Goal ▸ Can you update the items from the very start through the line containing "xmin=354 ymin=585 xmax=710 ymax=1232" by replacing "reviewing" with "checking", keeping everything else the same, and return only those lines?
+++++
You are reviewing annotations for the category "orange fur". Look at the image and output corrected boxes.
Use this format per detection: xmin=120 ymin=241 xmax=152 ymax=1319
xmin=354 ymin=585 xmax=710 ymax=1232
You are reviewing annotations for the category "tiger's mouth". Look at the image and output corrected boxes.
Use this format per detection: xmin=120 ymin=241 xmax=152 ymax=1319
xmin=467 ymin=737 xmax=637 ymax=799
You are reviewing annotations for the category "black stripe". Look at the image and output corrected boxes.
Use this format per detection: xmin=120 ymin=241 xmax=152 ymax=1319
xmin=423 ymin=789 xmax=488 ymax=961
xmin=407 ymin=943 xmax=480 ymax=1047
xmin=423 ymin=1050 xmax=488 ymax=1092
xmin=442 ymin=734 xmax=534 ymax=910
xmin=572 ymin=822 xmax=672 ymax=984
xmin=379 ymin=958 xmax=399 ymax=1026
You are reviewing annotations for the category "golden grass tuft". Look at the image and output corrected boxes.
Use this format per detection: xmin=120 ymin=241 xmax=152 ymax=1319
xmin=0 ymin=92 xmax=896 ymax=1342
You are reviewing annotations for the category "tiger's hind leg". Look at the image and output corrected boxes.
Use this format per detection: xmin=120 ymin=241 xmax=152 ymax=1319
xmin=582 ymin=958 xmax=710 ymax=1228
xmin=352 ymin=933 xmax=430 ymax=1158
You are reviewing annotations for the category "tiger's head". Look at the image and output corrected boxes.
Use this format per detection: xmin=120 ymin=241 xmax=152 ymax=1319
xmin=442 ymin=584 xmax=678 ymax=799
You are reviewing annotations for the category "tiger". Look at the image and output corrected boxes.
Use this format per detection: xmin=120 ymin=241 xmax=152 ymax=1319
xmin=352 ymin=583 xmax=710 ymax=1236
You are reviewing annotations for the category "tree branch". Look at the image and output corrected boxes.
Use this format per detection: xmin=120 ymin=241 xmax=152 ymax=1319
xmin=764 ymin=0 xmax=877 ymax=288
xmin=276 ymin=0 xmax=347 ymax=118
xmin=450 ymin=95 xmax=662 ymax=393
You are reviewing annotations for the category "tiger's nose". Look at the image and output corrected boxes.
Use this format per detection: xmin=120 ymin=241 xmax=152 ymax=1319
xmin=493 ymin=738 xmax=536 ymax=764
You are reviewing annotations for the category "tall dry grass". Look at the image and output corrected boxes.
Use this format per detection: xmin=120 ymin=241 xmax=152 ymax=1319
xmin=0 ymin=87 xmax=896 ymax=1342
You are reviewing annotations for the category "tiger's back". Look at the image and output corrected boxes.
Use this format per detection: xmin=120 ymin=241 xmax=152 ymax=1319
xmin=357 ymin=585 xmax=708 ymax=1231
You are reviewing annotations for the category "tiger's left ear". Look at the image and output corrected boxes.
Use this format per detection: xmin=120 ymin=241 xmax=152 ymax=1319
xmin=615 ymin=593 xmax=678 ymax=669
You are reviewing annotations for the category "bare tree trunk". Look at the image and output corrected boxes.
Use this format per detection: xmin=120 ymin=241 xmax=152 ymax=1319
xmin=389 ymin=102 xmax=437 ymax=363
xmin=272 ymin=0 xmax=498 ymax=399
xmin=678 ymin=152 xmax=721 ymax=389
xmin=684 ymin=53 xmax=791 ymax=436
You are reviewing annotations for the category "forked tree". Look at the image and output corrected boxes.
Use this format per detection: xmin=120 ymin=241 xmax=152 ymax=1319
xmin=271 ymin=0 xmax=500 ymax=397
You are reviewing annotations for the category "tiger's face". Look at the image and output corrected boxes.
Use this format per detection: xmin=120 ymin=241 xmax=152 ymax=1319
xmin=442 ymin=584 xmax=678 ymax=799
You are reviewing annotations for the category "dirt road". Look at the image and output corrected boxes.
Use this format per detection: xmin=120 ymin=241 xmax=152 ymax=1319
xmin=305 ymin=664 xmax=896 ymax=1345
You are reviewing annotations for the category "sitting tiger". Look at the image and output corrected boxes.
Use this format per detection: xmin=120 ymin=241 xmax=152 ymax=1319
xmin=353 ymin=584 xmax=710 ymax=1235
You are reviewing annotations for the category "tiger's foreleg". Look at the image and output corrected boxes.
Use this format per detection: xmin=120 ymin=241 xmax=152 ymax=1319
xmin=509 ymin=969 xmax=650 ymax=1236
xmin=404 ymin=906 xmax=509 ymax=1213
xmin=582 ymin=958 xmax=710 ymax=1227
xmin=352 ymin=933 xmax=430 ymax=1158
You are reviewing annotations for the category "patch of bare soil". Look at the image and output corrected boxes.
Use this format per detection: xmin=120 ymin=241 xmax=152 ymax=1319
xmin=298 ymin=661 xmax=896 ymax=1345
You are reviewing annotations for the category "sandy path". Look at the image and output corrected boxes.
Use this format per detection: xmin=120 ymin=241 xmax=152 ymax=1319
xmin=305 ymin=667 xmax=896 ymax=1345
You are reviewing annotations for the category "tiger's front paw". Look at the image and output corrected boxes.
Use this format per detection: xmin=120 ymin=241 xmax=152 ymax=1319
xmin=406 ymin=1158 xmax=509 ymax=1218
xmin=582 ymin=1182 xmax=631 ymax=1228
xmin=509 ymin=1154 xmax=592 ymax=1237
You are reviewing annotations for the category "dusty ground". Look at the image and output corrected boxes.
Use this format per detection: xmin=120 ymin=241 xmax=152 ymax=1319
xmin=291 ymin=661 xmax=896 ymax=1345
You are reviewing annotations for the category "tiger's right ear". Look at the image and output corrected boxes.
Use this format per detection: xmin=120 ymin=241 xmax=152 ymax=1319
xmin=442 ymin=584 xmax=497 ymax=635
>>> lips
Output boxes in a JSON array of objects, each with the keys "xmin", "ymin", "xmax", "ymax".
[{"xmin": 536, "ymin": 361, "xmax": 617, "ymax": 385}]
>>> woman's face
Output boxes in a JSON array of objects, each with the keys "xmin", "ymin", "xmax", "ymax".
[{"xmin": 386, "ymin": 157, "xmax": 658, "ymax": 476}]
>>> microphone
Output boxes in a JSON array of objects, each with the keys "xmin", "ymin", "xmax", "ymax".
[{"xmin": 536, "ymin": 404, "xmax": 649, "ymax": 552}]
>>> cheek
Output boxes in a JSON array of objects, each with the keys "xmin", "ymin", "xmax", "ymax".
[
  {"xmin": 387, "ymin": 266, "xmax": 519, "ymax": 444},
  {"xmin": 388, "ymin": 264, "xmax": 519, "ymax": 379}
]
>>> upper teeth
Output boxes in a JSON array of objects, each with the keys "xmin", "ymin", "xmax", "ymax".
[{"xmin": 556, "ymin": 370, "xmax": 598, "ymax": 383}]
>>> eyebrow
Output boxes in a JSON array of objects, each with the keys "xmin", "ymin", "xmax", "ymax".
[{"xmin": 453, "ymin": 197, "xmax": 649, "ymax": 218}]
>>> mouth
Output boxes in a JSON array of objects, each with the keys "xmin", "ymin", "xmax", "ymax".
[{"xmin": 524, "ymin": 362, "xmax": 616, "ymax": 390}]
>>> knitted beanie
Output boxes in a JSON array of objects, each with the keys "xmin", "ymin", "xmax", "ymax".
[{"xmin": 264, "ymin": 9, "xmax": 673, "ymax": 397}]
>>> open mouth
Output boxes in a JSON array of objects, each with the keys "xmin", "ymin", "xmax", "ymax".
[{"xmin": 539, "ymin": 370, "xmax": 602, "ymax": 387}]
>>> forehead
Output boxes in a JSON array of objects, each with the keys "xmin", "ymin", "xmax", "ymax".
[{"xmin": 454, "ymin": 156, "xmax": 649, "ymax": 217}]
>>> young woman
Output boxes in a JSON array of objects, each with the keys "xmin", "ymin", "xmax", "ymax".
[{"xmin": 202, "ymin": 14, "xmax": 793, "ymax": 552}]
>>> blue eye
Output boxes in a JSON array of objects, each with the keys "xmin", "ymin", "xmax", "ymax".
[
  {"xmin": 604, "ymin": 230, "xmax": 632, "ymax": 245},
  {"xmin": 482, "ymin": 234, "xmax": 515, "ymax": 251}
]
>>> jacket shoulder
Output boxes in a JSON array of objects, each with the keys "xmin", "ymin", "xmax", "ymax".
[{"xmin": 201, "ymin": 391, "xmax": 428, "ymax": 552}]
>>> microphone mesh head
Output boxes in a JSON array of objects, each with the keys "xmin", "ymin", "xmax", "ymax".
+++++
Result of the exercise ▸
You are checking annotations for the category "orange fur". Look at the image and output corrected boxes.
Use this format per detection: xmin=120 ymin=241 xmax=152 ymax=1319
xmin=354 ymin=585 xmax=710 ymax=1232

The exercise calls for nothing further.